* Extrait de page:
= = = = = = =
Fondation d'entreprise
 
 
André Letowski
Conjoncture 
27 oct 2023

Quelles évolutions du commerce dans les villes moyennes ?

Un rapport fort complet sur les évolutions en cours et attendues du commerce, en centre-ville comme dans leur périphérie, largement explicatif des évolutions du commerce.

Les initiatives intercommunales de soutien au commerce mises en place pendant le Covid et devenues pérennes

  • Création d’un fonds d’aides aux commerçants locaux 72 %,
  • Plateforme locale 43 % et création d’applications pour consommer local 28 %
  • Aide à la digitalisation 34 %,
  • Primes aux consommateurs 18 %,
  • Modernisation du point de vente 17 %,
  • Actions de communication 6 %.

Des défis pour adapter les formes commerciales et la vie harmonieuse sur les territoires.

♦ Accompagner le changement de modèle sociétal :

Le modèle commercial construit pour une société des années 70/80/90 correspond de moins en moins aux aspirations des citoyens ; il invite à être réinterrogé.

Le modèle de l’hypermarché, de l’hyper-périphérie, celui construit autour de la famille avec deux enfants, de l’automobile, fondements de cette époque passée est interrogé : -3,6 % de baisse du rendement au mètre carré des hypermarchés sur ces 3 dernières années contre +9,8 % pour les réseaux de proximité et en 10 ans l’érosion de la part du chiffre d’affaires non-alimentaire passant de 28 à 20 %.

Ce modèle n’est plus compatible pour plusieurs raisons à prendre en compte :
  • une senior-economy en développement (40 % de la population d’ici dix ans),
  • un individu sur quatre, issu de la génération Z (individus nés après 1996), n’a pas connu le monde sans Internet, fait appel au drive et à la livraison à domicile, fait appel à des critères environnementaux jugés essentiels dans l’acte d’achat ; ils ont moins souvent le permis de conduire (85 % des jeunes de 18-24 ans résidant en milieu rural avaient le permis en 2019, et 41 % en agglomération parisienne ; en 2014, ils étaient 77 % et 50 %.
  • une forte proportion de ménages vit seule (plus de 35 %, plus de 11 millions de personnes) ; leur part dans l’ensemble de la population a été presque multipliée par trois en moins de 60 ans, passant de 6 % à 17 %.
= = = = = = =
* Énoncé de l'exercice: Reprenez le texte sur le commerce dans les villes moyennes juste après sa dernière phrase.

* Liste des entrées:
= = = = = = =
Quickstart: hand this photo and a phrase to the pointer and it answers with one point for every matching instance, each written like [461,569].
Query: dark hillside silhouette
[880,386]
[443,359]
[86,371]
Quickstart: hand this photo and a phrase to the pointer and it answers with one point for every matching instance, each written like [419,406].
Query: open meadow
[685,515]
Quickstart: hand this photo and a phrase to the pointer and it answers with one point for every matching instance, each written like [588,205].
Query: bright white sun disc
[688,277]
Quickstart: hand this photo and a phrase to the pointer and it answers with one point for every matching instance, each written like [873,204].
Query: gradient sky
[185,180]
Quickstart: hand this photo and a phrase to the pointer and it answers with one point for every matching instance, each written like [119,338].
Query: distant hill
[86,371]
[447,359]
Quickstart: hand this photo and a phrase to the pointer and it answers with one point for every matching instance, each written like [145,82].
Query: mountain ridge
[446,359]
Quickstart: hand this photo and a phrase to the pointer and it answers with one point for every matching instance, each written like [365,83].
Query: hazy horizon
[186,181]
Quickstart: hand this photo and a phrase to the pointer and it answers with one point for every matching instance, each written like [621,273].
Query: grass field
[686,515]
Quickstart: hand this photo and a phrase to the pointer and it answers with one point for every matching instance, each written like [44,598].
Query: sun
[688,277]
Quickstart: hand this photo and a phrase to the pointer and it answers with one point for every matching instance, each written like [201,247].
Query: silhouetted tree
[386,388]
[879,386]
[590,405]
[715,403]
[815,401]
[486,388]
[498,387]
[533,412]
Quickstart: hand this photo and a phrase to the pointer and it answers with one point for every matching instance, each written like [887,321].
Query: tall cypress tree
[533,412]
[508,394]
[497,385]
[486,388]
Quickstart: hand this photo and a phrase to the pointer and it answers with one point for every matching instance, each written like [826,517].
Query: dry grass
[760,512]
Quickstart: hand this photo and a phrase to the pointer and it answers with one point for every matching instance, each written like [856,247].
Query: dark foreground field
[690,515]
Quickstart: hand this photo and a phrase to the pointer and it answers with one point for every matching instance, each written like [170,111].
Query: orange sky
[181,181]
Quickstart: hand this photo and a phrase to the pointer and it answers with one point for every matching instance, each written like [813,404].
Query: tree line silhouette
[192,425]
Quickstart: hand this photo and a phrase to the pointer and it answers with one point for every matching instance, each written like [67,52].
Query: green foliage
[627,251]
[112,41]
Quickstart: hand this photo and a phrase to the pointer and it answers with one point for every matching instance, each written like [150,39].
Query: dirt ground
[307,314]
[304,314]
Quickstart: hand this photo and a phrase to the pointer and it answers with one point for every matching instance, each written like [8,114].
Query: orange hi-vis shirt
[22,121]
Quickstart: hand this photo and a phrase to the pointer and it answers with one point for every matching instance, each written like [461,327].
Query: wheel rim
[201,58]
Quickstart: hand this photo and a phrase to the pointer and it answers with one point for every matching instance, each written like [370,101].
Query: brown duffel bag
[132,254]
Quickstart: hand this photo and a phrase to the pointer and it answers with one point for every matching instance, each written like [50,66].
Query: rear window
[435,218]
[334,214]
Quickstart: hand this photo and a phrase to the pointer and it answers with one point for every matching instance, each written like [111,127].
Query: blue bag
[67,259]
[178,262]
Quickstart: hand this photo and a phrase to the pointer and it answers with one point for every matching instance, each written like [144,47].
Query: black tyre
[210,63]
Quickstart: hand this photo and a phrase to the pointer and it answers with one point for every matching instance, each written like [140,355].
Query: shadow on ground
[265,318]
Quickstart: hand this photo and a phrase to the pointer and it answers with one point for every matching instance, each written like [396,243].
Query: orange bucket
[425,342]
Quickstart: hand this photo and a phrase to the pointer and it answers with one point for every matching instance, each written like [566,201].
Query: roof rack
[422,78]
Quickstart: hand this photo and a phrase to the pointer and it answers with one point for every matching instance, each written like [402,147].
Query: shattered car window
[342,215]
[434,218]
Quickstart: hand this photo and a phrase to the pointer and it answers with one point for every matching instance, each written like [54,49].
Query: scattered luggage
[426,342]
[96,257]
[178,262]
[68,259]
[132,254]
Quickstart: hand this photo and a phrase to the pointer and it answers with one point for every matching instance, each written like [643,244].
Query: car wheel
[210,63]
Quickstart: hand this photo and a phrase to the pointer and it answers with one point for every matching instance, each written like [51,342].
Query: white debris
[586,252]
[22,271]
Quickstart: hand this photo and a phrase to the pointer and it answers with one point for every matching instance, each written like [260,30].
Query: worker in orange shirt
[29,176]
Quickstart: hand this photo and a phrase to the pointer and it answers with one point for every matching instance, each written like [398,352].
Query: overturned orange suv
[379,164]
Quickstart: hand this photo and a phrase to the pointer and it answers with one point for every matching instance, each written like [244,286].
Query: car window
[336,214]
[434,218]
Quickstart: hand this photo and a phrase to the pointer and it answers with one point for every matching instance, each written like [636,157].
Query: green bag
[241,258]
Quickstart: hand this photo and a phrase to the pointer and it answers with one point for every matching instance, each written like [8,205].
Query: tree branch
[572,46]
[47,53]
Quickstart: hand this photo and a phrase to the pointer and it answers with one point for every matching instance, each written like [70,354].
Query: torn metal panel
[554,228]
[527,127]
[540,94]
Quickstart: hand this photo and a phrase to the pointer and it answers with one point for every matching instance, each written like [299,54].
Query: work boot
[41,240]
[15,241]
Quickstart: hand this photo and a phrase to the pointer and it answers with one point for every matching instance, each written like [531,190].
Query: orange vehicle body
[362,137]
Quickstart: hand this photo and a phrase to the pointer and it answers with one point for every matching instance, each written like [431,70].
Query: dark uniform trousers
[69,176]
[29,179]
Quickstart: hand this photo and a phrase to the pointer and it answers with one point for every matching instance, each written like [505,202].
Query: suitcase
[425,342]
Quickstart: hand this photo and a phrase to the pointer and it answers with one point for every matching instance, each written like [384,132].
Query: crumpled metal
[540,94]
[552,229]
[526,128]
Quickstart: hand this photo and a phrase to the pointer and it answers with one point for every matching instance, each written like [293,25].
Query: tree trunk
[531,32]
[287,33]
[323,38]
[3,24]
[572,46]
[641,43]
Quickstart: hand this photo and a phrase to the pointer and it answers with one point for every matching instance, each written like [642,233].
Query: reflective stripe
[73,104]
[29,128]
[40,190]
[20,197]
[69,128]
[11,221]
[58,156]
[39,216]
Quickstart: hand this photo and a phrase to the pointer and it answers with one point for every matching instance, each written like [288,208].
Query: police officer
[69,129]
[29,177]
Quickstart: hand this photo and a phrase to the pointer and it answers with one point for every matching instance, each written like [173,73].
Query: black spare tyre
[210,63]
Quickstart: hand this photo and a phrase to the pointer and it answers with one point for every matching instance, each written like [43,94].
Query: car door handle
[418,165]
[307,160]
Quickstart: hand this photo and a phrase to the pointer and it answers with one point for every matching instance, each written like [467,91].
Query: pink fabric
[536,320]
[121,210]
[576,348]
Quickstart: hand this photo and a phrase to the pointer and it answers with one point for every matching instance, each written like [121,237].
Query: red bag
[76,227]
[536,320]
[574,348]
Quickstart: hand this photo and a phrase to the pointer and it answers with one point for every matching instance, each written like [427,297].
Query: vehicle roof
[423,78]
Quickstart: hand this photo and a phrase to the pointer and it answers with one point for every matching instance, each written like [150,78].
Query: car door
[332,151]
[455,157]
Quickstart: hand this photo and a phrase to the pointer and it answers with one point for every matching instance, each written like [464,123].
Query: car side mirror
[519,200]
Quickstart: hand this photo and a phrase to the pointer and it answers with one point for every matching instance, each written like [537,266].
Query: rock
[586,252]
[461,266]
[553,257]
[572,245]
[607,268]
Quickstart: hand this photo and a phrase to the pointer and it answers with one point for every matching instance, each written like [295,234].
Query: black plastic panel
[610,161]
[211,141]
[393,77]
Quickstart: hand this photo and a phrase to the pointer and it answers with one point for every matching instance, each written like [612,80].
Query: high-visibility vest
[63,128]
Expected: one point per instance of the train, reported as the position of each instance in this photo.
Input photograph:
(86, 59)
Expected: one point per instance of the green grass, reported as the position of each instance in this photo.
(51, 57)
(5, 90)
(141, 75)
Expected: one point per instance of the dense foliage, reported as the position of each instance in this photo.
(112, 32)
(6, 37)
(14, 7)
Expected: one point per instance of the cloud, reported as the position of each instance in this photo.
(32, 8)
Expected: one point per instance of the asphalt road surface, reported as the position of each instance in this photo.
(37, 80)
= = = = = = =
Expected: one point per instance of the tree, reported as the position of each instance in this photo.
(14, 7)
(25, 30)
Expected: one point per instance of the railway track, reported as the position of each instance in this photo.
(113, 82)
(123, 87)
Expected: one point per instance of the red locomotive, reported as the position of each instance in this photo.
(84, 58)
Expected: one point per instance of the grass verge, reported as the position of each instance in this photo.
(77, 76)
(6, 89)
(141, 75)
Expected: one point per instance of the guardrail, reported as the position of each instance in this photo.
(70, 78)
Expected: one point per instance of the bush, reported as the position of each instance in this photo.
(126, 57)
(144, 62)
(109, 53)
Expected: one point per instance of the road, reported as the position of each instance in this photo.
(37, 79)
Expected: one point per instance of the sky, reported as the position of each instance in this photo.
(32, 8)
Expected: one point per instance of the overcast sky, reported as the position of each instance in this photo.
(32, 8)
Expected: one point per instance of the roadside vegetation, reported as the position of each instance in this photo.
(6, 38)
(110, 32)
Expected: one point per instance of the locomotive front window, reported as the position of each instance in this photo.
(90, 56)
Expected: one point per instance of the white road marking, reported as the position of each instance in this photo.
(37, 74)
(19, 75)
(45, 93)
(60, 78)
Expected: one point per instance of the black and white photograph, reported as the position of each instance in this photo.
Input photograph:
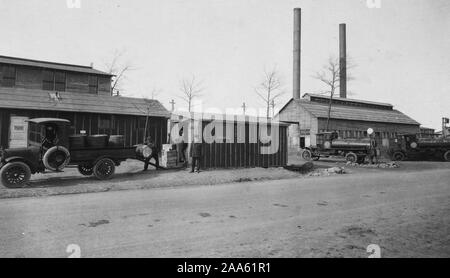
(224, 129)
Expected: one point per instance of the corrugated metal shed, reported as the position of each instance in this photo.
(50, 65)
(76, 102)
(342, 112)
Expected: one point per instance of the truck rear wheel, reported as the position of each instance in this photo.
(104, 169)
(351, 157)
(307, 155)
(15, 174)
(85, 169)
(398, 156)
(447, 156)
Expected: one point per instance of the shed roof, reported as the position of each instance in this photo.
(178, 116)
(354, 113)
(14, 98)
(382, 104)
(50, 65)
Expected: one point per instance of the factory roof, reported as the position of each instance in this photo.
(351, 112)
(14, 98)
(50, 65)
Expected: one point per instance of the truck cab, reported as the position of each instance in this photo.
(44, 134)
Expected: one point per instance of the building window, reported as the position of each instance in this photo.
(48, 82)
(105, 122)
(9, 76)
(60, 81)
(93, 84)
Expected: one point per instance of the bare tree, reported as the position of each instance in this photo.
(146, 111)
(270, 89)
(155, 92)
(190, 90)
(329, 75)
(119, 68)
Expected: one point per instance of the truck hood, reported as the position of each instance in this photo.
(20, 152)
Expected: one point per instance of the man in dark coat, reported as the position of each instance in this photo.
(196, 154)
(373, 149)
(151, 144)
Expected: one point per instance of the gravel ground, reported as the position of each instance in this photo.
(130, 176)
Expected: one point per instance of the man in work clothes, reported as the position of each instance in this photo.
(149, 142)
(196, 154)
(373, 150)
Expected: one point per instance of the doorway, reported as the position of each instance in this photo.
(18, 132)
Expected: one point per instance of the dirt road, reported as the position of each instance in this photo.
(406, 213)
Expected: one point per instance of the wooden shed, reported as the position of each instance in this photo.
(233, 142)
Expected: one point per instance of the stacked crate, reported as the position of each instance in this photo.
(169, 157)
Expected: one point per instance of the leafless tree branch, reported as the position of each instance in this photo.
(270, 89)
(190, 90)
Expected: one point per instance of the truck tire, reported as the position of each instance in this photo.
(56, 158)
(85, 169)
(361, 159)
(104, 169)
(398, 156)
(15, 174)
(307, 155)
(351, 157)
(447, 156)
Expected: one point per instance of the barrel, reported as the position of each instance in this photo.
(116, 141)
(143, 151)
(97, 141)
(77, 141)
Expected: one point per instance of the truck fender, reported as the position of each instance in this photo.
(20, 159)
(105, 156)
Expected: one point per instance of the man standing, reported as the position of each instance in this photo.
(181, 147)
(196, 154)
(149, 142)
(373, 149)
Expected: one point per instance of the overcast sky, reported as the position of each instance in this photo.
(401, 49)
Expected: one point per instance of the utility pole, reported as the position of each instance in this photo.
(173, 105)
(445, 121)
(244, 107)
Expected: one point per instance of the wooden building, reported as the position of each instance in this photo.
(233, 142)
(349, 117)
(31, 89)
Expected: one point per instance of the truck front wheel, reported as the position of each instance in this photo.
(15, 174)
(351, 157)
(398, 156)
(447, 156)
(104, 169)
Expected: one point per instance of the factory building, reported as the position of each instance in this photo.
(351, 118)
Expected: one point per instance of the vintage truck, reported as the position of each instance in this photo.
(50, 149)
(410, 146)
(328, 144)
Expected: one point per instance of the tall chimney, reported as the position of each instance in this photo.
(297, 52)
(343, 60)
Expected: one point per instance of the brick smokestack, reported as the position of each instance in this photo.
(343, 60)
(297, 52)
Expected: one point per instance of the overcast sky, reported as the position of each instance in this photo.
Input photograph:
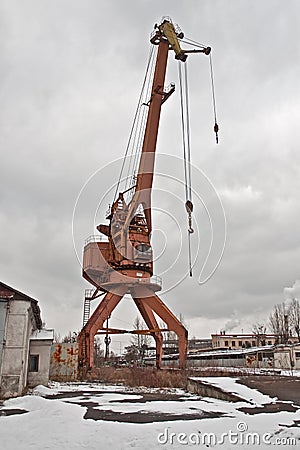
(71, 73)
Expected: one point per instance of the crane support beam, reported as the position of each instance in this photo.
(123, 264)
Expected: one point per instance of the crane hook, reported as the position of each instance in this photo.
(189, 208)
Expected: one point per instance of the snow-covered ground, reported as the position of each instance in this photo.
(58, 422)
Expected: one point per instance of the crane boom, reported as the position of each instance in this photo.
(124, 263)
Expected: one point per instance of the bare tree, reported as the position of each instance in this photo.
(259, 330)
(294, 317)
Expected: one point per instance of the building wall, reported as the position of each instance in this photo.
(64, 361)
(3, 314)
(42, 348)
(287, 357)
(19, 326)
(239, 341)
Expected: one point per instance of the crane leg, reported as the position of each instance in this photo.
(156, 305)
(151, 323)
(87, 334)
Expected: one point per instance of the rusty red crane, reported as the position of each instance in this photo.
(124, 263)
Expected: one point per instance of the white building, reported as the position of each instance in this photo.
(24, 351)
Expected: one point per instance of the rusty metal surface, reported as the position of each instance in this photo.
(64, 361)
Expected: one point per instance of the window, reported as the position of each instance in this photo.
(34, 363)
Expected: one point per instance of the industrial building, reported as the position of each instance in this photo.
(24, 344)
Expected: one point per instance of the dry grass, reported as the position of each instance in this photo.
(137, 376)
= = = = = = =
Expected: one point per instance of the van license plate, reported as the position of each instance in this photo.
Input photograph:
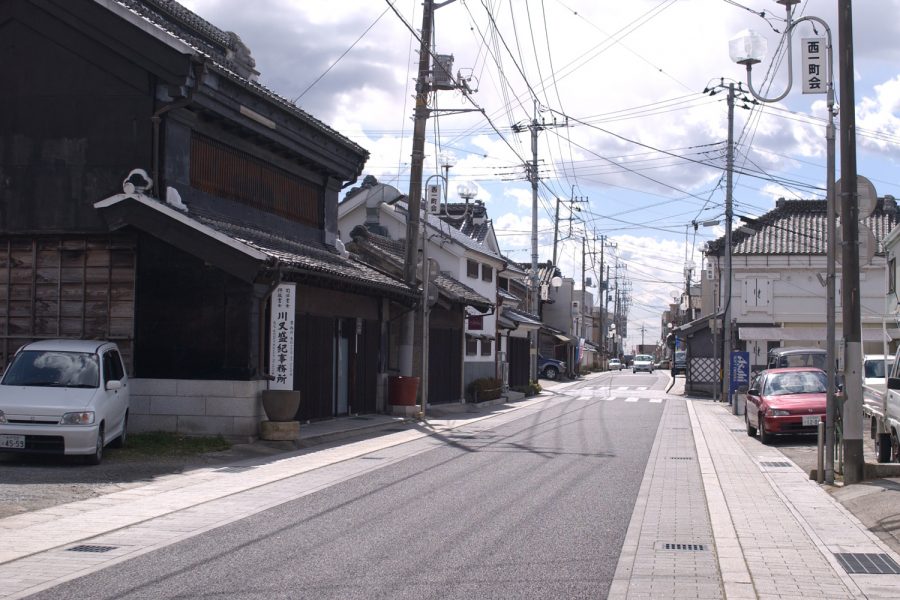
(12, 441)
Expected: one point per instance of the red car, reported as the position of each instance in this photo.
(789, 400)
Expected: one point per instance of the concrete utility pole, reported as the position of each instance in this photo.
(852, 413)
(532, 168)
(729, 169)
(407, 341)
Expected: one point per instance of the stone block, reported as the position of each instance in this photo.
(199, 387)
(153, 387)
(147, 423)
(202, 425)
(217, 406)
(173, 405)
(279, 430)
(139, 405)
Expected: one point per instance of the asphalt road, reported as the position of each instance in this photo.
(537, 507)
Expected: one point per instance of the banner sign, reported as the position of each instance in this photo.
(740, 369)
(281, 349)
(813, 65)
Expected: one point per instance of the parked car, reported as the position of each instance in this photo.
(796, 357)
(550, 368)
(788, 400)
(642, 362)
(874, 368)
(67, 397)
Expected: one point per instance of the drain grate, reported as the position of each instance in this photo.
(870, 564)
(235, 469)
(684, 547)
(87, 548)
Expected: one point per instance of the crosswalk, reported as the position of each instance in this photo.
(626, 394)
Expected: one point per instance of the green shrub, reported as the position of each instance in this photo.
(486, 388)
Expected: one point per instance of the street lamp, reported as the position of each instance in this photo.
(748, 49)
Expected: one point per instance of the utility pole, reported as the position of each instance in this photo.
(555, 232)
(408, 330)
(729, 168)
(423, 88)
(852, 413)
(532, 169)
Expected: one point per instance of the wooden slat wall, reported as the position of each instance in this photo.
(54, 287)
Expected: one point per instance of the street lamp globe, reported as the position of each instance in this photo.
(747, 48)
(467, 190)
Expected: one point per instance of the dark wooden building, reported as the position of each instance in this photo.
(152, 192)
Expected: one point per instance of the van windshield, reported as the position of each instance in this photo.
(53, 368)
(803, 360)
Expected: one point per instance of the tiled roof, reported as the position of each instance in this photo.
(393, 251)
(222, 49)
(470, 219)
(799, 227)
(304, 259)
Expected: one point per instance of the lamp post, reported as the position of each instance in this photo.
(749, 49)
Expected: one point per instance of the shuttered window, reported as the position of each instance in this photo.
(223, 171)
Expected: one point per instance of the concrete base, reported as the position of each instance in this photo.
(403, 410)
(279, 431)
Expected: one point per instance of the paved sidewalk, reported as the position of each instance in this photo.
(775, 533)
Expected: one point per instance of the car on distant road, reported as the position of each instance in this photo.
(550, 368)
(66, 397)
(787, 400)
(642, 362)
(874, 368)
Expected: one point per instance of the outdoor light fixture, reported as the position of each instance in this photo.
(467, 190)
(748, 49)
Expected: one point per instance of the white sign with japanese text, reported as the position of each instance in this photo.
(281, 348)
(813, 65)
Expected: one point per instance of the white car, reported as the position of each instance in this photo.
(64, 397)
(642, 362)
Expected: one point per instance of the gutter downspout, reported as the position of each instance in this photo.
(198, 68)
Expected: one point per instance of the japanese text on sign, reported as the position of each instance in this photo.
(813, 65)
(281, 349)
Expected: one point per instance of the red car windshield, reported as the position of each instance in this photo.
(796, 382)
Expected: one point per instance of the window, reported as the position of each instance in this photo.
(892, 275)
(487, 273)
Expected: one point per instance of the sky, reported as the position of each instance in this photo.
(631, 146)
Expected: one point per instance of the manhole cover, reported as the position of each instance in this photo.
= = = = = = =
* Réponse:
  • avec la périphérisation de l’habitat et la concentration croissante des emplois dans les métropoles, les trajets des actifs se sont multipliés ; ces 10 dernières années, 75 % des actifs travaillent à plus de 15 mn de leur lieu de résidence contre 50 % il y a 10 ans ; cela génère un commerce de flux de plus en plus prégnant sur le territoire (22 % du temps d’ouverture des commerces de centres-villes correspondant au temps disponible des actifs pour consommer, et 70 % des achats alimentaires de proximité sont réalisés entre 17h et 20h).
  • mais aussi le télétravail : 27 % le pratiquent en 2021, contre 4 % en 2019.

♦ Une offre devenue supérieure à la demande

Jusqu’en 2008, chaque croissance annuelle des surfaces commerciales s’accompagnait d’une croissance quasi équivalente de la population et de l’emploi dans le commerce. Ce n’est plus le cas entre 2012 et 2020 : l’évolution des surfaces commerciales dans les villes moyennes ont augmenté de +26 % contre respectivement +2,6 % pour la population et +2 % pour l’emploi commercial. Pour les consommateurs l’offre actuelle est suffisante.

D’où, une croissance des friches : 15 % des surfaces commerciales de périphérie sont soumises à un risque de vacance d’ici 2025 selon LSA. 3,2 % des communes (1155) ont institué la taxe sur les friches commerciales en 2018.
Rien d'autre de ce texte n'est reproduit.